Dataset records:
━━━━━━━━━━━━━━━━
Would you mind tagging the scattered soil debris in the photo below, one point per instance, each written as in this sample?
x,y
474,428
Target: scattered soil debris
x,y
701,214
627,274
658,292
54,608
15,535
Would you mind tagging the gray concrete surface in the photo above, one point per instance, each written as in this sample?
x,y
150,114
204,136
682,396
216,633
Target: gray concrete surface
━━━━━━━━━━━━━━━━
BRIEF: Would you please copy every line in the data that contains the word "surface"?

TASK ANSWER:
Would you mind tagging the gray concrete surface in the photo above, one point per instance, each written as in this sample?
Target: gray concrete surface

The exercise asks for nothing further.